WHAT IS ASKED:
a – Translate this sentence from the Townsend v. Yeomans opinion into Spanish: "This suit was brought by tobacco warehousemen to restrain the enforcement of a statute of Georgia, approved March 28, 1935, fixing maximum charges for handling and selling leaf tobacco."
b – Decide whether each statement agrees with the Townsend v. Yeomans opinion. Answer yes or no, and quote the words that decide it.
(i) A single judge heard the case in the District Court.
(ii) The statute was challenged as placing a direct burden on interstate commerce.
(iii) The Georgia statute was approved in 1937.
c – Answer these questions using the Townsend v. Yeomans opinion.
(i) Who delivered the opinion of the Court?
(ii) On what dates was the case argued?
(iii) What did the final decree entered in the District Court do?

Townsend v. Yeomans 1937

Decision Date24 May 1937
Docket NumberNo. 781,781
Citation301 U.S. 441,57 S.Ct. 842,81 L.Ed. 1210
PartiesTOWNSEND et al. v. YEOMANS, Atty. Gen. of Georgia, et al. Argued May 3-4, 1937
CourtU.S. Supreme Court

Appeal from the District Court of the United States for the Middle District of Georgia.

Messrs. Robert C. Alston and Wm. Hart Sibley, both of Atlanta, Ga., for appellants.

[Argument of Counsel from page 442 intentionally omitted] Messrs. O. H. Dukes, of Atlanta, Ga., and L. W. Branch, of Quitman, Ga., for appellees.

Mr. Chief Justice HUGHES delivered the opinion of the Court.

This suit was brought by tobacco warehousemen to restrain the enforcement of a statute of Georgia, approved March 28, 1935, fixing maximum charges for handling and selling leaf tobacco. Ga.Laws 1935, pp. 476—478.

The statute was assailed as an arbitrary and capricious exercise of state power, repugnant to the Fourteenth Amendment of the Federal Constitution, and as placing a direct burden upon interstate commerce in violation of the commerce clause. The hearing in the District Court was by three judges (28 U.S.C. § 380 (28 U.S.C.A. § 380)) and, upon findings, of fact and conclusions of law, a final decree was entered dismissing the bill of complaint, one judge dissenting. The case comes here on appeal.

EXTRACTED DATA:
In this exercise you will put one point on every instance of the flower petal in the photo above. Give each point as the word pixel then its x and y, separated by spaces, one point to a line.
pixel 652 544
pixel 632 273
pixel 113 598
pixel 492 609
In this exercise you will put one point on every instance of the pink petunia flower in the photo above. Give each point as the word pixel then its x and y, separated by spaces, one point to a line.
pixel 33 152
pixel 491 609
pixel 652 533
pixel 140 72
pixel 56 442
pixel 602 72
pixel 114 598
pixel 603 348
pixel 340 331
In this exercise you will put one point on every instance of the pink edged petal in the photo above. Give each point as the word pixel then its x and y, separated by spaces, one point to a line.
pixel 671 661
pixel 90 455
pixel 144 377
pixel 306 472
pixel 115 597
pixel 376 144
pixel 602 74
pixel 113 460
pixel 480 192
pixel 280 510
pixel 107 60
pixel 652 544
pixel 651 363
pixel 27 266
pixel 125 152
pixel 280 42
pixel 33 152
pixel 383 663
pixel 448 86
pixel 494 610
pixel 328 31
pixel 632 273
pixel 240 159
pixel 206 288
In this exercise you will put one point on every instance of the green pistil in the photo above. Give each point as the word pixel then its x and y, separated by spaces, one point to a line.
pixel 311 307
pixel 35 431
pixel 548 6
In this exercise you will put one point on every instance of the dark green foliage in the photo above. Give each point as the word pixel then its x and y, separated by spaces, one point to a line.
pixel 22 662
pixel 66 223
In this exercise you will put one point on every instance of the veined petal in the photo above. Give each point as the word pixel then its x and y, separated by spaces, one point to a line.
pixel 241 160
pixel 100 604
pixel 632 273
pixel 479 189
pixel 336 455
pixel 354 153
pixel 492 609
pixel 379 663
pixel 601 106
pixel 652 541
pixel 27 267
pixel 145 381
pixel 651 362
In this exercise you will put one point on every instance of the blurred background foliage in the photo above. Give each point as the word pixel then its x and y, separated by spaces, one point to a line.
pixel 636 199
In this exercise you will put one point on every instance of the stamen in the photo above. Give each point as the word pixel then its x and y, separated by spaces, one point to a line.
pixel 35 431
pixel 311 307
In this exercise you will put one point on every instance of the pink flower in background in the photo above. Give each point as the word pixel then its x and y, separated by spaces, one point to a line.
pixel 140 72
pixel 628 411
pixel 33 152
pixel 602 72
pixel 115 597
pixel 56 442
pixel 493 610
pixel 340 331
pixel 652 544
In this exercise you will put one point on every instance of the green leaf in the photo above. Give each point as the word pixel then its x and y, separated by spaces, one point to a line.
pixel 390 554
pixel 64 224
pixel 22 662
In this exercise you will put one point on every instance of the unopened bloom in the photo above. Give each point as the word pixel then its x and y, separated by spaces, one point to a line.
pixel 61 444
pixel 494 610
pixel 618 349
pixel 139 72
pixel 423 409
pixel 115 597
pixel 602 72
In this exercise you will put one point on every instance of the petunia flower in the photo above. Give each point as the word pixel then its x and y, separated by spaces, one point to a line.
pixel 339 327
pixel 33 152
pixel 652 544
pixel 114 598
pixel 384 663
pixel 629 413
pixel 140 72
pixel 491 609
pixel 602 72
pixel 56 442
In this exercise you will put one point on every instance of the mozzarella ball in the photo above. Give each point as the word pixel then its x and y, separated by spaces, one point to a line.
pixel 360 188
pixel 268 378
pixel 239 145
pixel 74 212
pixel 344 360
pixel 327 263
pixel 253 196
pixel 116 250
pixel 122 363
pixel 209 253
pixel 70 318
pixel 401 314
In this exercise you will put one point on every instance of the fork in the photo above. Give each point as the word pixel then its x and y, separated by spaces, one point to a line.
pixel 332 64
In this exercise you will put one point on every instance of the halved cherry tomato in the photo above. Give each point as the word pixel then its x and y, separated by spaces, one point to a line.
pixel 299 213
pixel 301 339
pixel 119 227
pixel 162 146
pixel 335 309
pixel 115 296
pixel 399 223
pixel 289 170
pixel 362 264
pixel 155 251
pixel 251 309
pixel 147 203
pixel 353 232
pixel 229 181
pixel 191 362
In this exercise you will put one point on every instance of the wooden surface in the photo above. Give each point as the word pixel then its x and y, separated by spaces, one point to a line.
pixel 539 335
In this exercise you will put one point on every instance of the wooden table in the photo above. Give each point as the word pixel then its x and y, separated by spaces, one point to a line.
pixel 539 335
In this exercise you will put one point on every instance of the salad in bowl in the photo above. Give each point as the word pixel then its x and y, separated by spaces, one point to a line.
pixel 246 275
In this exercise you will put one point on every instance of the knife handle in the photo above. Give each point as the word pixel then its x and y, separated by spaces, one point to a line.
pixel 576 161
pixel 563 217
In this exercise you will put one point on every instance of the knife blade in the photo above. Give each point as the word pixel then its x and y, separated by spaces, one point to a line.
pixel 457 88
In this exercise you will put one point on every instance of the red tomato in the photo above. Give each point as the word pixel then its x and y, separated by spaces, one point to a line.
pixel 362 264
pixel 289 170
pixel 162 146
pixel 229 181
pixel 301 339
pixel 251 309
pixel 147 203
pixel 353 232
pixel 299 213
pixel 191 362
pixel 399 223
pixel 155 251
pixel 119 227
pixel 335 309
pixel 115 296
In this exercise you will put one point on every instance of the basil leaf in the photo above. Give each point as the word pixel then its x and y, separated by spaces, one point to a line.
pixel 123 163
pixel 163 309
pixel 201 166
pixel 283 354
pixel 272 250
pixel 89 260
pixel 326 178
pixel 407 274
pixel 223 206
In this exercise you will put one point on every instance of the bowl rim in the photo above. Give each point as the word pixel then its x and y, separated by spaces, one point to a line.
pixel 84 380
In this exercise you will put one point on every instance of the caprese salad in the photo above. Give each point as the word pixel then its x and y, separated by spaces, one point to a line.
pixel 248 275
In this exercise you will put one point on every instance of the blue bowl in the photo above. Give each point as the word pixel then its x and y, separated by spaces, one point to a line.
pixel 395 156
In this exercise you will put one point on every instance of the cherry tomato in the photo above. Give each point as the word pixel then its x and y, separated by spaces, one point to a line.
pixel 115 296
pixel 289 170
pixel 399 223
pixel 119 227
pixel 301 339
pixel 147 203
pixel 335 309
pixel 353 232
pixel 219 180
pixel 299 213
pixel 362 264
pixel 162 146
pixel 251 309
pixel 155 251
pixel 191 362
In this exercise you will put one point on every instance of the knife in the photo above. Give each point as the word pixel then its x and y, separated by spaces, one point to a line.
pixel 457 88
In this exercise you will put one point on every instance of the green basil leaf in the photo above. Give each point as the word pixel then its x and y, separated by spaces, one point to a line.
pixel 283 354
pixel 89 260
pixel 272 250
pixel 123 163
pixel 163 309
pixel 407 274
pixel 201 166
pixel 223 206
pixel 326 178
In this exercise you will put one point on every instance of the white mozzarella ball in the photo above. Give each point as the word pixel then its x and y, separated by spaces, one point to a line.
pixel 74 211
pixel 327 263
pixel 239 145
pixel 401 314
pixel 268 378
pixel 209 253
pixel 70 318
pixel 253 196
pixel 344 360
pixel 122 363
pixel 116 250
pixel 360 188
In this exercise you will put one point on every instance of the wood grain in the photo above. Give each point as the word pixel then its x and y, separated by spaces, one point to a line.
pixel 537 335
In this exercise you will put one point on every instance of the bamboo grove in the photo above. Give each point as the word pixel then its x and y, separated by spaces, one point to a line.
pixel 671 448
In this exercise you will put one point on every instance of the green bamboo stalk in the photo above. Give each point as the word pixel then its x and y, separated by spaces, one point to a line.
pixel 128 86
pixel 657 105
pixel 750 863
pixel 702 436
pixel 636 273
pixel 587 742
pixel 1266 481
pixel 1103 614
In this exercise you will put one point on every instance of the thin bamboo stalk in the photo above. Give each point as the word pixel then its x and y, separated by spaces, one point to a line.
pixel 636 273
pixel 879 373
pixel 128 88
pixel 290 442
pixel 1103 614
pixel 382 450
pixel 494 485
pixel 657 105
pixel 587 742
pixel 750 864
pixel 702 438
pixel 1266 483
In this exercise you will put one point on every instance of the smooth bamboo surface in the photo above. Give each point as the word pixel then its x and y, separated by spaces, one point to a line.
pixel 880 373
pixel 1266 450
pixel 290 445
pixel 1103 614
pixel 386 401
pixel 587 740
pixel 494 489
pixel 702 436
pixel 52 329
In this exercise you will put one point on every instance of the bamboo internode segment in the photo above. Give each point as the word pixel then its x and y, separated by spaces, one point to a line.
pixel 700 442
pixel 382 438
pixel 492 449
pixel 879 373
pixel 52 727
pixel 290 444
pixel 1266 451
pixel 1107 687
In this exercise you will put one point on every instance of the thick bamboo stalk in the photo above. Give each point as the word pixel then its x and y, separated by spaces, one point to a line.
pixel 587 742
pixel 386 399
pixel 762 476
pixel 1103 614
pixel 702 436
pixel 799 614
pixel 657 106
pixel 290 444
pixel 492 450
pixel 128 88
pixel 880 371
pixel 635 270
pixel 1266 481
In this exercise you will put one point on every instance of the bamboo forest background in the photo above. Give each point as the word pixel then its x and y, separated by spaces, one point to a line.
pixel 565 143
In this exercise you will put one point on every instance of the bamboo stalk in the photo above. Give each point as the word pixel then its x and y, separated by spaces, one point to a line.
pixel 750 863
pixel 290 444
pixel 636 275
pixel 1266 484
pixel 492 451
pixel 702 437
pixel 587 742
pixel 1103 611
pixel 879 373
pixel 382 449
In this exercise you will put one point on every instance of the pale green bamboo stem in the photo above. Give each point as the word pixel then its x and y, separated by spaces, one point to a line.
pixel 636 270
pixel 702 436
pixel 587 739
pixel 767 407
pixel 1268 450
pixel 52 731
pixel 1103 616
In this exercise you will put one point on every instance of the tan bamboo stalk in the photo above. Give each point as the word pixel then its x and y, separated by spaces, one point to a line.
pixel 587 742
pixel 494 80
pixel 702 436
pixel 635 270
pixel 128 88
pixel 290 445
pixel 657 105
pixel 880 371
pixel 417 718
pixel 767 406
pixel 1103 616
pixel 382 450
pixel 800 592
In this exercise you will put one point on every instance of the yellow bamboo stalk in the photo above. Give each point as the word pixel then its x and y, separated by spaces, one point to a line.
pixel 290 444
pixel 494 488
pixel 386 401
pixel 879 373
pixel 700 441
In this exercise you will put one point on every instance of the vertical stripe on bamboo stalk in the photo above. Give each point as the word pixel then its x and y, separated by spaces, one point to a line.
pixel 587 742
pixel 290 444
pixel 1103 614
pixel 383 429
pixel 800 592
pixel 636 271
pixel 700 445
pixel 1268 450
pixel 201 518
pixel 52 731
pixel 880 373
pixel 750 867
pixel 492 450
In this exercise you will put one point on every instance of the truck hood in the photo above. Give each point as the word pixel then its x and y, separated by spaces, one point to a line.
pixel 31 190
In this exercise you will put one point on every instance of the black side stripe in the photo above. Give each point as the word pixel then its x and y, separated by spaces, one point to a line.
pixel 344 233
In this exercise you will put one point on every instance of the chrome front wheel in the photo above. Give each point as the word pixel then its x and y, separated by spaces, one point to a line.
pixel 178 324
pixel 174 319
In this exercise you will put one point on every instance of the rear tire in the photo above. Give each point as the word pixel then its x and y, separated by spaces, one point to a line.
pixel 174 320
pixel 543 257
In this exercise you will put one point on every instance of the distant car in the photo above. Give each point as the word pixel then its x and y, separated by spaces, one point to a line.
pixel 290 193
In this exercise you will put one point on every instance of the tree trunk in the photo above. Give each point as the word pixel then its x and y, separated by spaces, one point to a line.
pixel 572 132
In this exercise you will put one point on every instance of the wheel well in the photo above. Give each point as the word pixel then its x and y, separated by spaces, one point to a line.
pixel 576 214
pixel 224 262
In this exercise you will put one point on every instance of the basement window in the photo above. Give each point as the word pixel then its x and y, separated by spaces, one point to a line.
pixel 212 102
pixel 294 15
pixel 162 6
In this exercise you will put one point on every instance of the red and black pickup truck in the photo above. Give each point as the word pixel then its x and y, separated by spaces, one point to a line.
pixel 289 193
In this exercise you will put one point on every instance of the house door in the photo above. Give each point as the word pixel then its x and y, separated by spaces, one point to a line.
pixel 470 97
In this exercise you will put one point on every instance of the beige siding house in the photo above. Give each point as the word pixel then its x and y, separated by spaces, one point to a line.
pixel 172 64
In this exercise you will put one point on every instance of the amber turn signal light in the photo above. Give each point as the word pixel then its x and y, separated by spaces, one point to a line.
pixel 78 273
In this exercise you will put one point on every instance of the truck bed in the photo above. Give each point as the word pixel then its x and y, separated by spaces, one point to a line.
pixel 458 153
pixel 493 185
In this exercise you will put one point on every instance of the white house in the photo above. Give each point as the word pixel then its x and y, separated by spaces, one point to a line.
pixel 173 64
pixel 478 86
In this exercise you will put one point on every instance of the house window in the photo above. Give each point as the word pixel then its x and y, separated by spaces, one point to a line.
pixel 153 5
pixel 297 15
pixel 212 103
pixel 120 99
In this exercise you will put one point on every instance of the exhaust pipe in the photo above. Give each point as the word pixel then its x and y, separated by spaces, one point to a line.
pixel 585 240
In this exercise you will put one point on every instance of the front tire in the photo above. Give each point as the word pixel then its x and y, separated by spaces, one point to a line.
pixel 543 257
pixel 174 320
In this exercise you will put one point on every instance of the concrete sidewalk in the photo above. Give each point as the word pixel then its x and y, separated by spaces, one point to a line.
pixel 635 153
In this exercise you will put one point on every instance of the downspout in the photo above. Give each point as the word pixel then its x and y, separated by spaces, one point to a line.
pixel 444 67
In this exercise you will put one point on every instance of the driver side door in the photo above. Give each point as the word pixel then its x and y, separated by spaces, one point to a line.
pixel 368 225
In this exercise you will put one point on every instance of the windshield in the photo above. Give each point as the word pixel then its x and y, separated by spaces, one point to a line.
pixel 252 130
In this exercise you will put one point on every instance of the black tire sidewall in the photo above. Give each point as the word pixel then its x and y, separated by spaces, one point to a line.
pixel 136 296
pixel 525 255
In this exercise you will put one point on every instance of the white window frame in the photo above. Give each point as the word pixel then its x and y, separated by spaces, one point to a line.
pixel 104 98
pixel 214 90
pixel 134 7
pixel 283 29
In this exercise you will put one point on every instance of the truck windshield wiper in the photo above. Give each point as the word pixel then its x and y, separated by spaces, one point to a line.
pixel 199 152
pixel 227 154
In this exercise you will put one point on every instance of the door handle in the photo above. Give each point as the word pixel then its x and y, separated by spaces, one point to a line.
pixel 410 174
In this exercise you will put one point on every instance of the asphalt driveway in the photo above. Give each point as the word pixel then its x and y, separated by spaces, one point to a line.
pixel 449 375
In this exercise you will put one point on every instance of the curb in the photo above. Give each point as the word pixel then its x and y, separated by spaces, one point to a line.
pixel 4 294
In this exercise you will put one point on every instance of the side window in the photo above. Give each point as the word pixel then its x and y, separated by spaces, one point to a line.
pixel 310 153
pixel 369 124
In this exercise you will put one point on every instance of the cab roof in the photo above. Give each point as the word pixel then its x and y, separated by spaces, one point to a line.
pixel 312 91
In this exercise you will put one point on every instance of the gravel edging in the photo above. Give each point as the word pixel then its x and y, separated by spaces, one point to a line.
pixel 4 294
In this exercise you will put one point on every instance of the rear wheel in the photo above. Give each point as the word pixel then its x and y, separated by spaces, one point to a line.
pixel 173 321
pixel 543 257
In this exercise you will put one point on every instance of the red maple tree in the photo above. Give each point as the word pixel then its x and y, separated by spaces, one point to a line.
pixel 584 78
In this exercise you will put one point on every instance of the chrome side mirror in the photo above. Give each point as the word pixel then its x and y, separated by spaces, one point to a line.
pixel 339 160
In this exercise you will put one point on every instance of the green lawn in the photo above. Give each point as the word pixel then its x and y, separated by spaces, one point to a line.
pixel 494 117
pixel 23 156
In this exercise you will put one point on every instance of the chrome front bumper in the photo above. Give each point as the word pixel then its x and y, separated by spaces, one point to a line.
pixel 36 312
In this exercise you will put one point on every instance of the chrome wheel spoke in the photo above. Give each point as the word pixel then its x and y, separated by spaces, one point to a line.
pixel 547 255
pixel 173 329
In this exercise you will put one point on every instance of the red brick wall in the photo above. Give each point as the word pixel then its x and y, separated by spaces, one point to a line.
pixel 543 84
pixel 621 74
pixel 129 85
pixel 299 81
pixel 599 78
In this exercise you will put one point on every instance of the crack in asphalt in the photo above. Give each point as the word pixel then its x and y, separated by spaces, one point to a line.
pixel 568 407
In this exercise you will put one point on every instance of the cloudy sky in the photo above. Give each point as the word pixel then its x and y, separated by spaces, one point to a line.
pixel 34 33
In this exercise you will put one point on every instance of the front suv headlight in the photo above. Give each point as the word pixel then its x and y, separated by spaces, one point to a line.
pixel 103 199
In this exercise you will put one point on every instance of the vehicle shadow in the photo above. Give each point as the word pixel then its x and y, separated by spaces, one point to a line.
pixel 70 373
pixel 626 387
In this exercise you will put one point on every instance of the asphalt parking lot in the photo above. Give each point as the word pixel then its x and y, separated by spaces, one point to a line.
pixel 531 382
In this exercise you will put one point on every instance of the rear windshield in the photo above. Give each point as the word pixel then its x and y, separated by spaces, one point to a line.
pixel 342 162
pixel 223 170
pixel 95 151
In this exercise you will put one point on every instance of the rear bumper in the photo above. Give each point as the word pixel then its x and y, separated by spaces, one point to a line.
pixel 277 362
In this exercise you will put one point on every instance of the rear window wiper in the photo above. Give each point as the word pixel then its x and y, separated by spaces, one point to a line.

FINAL RESULTS:
a – Esta demanda fue interpuesta por almacenistas de tabaco para impedir la aplicación de una ley de Georgia, aprobada el 28 de marzo de 1935, que fijaba tarifas máximas por la manipulación y venta de tabaco en hoja.

b –
(i) No: "The hearing in the District Court was by three judges"
(ii) Yes: "as placing a direct burden upon interstate commerce in violation of the commerce clause"
(iii) No: "approved March 28, 1935"

c –
(i) Mr. Chief Justice Hughes.
(ii) May 3-4, 1937.
(iii) It dismissed the bill of complaint, with one judge dissenting.